**TEXT SECTION:**
BEGIN
Monday, April 3, 2017
Wichita State University

  • Wichita State professor of archaeology Donald Blakeslee began on-site research of the town of Etzanoa in 2015.
  • Since then, he has worked to rewrite the history of the town, which was previously thought to be a cluster of villages.
  • Blakeslee has involved Wichita State students with the research and hopes to continue researching the site in years to come.

Donald Blakeslee, professor of archaeology at Wichita State University, presented in March at the annual conference of the Society for American Archaeology discussing recent archaeological evidence that shows a thriving ancestral Wichita Indian town of more than 20,000 residents near Arkansas City, Kansas.

The discovery began with new translations of old Spanish documents by the Cibola Project at the University of California, Berkley. Members of the team made photocopies of the original documents, re-transcribed them from the Old Spanish and then retranslated them. Earlier historians and archaeologists who had used the documents dealt with misleading errors in transcription and translation, which is why many archaeological discoveries in the area were misinterpreted.
END
**SUPPLIED INFORMATION:**
BEGIN
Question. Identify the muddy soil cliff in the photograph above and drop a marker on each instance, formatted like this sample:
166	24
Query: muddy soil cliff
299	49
END
**THE TASKS:**
**1)** According to the Etzanoa article, how many residents did the ancestral Wichita Indian town have?
**2)** Please retype the part of the Etzanoa article that opens with the words containing "Monday, April 3, 2017" and closes with "Etzanoa in 2015.".
**3)** Extend the Etzanoa article past its final sentence with a few more sentences in the same style.

**IN RESPONSE:**
**1)** More than 20,000 residents.

**2)**
Monday, April 3, 2017
Wichita State University

  • Wichita State professor of archaeology Donald Blakeslee began on-site research of the town of Etzanoa in 2015.

**3)**
“It has been a lot of fun to rewrite the record so thoroughly. By joining the historical written record to the archaeology, we ended up rewriting both fields,” says Blakeslee. “Rather than a cluster of 30 little villages, there was a single town of 20,000 people.”

Research of the town, called Etzanoa, has completely revised the understanding of protohistoric settlements in the southern plains. Previous scholars often dismissed the Spanish population estimates as exaggerations, but with the evidence of the archaeological finds it can no longer be dismissed.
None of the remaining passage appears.